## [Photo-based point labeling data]
+++
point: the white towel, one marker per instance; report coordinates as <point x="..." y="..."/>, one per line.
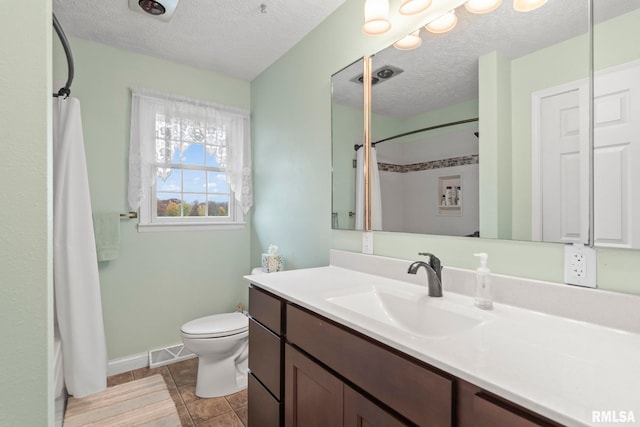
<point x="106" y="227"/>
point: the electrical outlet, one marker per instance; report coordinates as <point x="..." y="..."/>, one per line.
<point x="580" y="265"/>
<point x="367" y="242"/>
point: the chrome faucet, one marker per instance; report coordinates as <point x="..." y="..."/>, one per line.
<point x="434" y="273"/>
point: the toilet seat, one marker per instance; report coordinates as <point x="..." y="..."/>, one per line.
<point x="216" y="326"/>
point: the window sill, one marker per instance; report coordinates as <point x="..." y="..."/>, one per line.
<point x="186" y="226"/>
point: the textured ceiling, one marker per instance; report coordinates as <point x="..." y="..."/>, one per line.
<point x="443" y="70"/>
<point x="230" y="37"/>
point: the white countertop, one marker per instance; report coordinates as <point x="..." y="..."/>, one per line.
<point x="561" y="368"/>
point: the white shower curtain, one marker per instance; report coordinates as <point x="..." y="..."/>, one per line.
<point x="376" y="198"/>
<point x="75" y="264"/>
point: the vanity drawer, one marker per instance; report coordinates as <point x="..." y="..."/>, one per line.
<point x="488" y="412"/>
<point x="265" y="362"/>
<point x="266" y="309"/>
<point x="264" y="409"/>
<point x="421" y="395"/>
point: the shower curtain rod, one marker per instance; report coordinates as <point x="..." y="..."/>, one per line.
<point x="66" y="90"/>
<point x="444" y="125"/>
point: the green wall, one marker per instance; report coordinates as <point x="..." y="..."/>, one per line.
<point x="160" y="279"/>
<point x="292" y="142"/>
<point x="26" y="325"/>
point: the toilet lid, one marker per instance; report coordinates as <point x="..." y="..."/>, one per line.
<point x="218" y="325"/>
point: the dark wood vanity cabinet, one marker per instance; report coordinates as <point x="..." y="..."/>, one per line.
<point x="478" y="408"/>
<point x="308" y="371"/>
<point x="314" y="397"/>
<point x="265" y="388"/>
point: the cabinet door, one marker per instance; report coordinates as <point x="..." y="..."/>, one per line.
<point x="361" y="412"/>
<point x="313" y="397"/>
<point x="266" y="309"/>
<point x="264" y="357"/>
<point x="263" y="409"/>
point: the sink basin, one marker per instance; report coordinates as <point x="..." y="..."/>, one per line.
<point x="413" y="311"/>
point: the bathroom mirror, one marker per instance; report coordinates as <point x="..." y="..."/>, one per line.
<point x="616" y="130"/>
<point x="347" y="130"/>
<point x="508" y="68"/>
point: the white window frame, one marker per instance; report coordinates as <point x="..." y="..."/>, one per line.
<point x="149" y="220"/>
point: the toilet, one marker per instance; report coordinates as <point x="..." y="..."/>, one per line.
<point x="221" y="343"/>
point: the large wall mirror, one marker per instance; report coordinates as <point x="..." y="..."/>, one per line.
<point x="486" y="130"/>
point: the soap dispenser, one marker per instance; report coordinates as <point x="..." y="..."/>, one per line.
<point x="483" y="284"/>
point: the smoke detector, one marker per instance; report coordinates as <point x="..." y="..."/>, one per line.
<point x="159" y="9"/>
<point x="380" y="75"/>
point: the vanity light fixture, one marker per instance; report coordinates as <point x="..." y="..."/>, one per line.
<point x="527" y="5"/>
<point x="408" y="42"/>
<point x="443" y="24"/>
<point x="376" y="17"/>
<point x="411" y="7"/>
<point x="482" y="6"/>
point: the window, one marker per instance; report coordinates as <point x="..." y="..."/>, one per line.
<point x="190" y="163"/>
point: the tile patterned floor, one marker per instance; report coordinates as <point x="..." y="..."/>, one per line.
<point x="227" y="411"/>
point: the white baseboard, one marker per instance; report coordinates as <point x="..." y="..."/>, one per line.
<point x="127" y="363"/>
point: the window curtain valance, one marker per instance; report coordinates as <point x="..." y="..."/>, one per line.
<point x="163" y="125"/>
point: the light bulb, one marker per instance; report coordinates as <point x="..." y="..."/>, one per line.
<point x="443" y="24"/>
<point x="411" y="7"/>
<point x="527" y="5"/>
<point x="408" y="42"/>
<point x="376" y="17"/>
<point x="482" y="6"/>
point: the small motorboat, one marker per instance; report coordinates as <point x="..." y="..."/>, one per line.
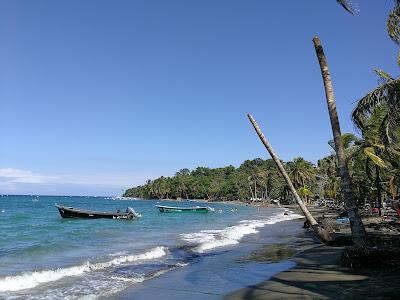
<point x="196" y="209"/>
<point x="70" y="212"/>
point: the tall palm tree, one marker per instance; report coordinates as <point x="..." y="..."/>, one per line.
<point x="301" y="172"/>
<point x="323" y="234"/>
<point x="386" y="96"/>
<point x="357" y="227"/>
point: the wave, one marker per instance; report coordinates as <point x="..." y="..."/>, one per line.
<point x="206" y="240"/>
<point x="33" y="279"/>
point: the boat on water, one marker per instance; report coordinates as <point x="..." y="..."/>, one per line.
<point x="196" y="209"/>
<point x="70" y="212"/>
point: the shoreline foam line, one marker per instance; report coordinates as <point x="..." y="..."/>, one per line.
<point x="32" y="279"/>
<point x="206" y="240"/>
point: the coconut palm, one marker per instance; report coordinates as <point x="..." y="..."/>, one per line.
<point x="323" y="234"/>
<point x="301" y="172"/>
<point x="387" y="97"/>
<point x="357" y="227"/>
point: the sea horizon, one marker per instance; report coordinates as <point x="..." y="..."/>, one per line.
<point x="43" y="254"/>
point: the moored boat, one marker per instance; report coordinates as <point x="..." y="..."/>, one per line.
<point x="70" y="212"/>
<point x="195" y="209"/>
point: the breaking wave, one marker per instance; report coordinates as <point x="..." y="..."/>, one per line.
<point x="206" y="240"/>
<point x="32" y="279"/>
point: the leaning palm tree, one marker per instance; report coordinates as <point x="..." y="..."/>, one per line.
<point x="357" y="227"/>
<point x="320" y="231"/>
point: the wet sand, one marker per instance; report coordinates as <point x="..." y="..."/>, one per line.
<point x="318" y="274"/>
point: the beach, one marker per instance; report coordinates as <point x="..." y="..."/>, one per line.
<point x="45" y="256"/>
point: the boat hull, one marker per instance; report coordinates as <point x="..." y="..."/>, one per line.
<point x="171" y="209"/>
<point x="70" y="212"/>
+++
Do not include the images; transcribe the rest of the listing exactly.

point: the white towel, one marker per instance; report coordinates as <point x="..." y="..."/>, one per line.
<point x="106" y="227"/>
point: the electrical outlet, one marker per instance; report coordinates as <point x="..." y="..."/>, one per line.
<point x="580" y="265"/>
<point x="367" y="242"/>
point: the chrome faucet, one marker per instance; report coordinates as <point x="..." y="..."/>, one per line.
<point x="434" y="273"/>
point: the toilet seat, one marker per instance; report coordinates as <point x="..." y="..."/>, one per line.
<point x="216" y="326"/>
point: the window sill, one marker per instance; report coordinates as <point x="..." y="..."/>, one per line.
<point x="186" y="226"/>
point: the textured ceiling, one marker per instance; report coordinates as <point x="..." y="..."/>, one per line.
<point x="443" y="70"/>
<point x="230" y="37"/>
point: the white countertop, one marker per instance; report coordinates as <point x="..." y="..."/>, one per line.
<point x="561" y="368"/>
point: the white shower curtain, one marker per instance; report coordinates as <point x="..." y="..."/>, one per line.
<point x="376" y="198"/>
<point x="75" y="264"/>
point: the vanity drawer, one marker per instance; report coordinates as <point x="..." y="..."/>, one per line.
<point x="488" y="412"/>
<point x="265" y="362"/>
<point x="266" y="309"/>
<point x="264" y="409"/>
<point x="421" y="395"/>
point: the shower curtain rod, one marker per instance; report coordinates as <point x="..." y="..."/>, one per line.
<point x="66" y="90"/>
<point x="444" y="125"/>
point: the green wall, one marker per instance; report coordinates as <point x="..." y="..."/>, one per line.
<point x="160" y="279"/>
<point x="292" y="142"/>
<point x="26" y="325"/>
point: the toilet lid, one marker per instance; report coordinates as <point x="..." y="..."/>, one per line.
<point x="218" y="325"/>
point: the dark wood vanity cabinet, one marker per instance; report coordinates as <point x="..." y="..."/>, one per line.
<point x="478" y="408"/>
<point x="308" y="371"/>
<point x="314" y="397"/>
<point x="265" y="388"/>
point: the cabinet door, one marker per instance; report coordinates as <point x="..." y="..."/>, one per line.
<point x="361" y="412"/>
<point x="313" y="397"/>
<point x="266" y="309"/>
<point x="264" y="357"/>
<point x="263" y="409"/>
point: the sink basin, one marker per instance; report coordinates as <point x="..." y="..."/>, one per line.
<point x="413" y="311"/>
point: the bathroom mirror, one marker per instance; report coordinates as <point x="..." y="..."/>, one per line.
<point x="616" y="130"/>
<point x="347" y="130"/>
<point x="508" y="68"/>
point: the white window frame, one marker per instance; report coordinates as <point x="..." y="..."/>, one per line.
<point x="149" y="220"/>
point: the toilet, one marker per instance; report coordinates as <point x="..." y="..."/>, one per line.
<point x="221" y="343"/>
point: the large wall mirror, one marker per instance; report coordinates as <point x="..." y="..."/>, one per line.
<point x="486" y="130"/>
point: the soap dispenser, one marker per instance; report coordinates as <point x="..." y="..."/>, one per line.
<point x="483" y="284"/>
point: the smoke detector, one marker per instance; report coordinates as <point x="..." y="..."/>, one per line.
<point x="159" y="9"/>
<point x="380" y="75"/>
point: the vanity light fixture, one marker per instance; report coordinates as <point x="..." y="..."/>, one per line.
<point x="527" y="5"/>
<point x="408" y="42"/>
<point x="443" y="24"/>
<point x="376" y="17"/>
<point x="411" y="7"/>
<point x="482" y="6"/>
point: the window, one marker per instance; report coordinates as <point x="..." y="..."/>, one per line.
<point x="190" y="163"/>
point: the tile patterned floor, one marker per instance; report coordinates as <point x="..." y="..."/>, one per line.
<point x="227" y="411"/>
point: the white baseboard, one marker per instance; report coordinates as <point x="..." y="..."/>, one per line.
<point x="127" y="363"/>
point: the window curtain valance, one marker per instance; report coordinates as <point x="..." y="..."/>, one per line.
<point x="163" y="125"/>
point: the light bulb, one marker per instance; report coordinates as <point x="..." y="..."/>, one per line.
<point x="443" y="24"/>
<point x="411" y="7"/>
<point x="527" y="5"/>
<point x="408" y="42"/>
<point x="376" y="17"/>
<point x="482" y="6"/>
point: the small motorboat, one marker per instance; report coordinates as <point x="..." y="..."/>, one per line.
<point x="196" y="209"/>
<point x="70" y="212"/>
point: the tall palm tree, one marker per instance; report coordinates as <point x="..." y="..."/>, one per line.
<point x="301" y="172"/>
<point x="323" y="234"/>
<point x="386" y="96"/>
<point x="357" y="227"/>
point: the wave, one marker per instance; report coordinates as <point x="..." y="..."/>, one per line.
<point x="206" y="240"/>
<point x="33" y="279"/>
point: the boat on water, one marker per instance; report coordinates as <point x="..." y="..."/>, one per line.
<point x="196" y="209"/>
<point x="70" y="212"/>
point: the shoreline foam line, one marker per instance; report coordinates as <point x="..." y="..."/>, one per line.
<point x="32" y="279"/>
<point x="206" y="240"/>
point: the coconut palm, one marker per instance; report coordinates as <point x="..." y="..."/>, one per line.
<point x="323" y="234"/>
<point x="301" y="172"/>
<point x="387" y="97"/>
<point x="357" y="227"/>
point: the sea horizon, one marker per instance; report coordinates as <point x="..." y="..."/>, one per line.
<point x="43" y="254"/>
point: the moored boat, one marker per instance; report coordinates as <point x="..." y="..."/>, one per line.
<point x="70" y="212"/>
<point x="195" y="209"/>
point: the breaking wave, one marker per instance; report coordinates as <point x="..." y="..."/>, one per line.
<point x="206" y="240"/>
<point x="32" y="279"/>
point: the leaning palm tree, one marker per instance; report coordinates as <point x="..." y="..."/>, one per line.
<point x="357" y="227"/>
<point x="320" y="231"/>
point: the wet sand, one marker per instance; report coordinates as <point x="..." y="..."/>, one per line.
<point x="318" y="274"/>
point: the beach, one marker per instance; report coordinates as <point x="..." y="..."/>, one per line.
<point x="45" y="256"/>
point: the boat hull, one marker per instance; report coordinates as <point x="..." y="..."/>, one per line.
<point x="171" y="209"/>
<point x="70" y="212"/>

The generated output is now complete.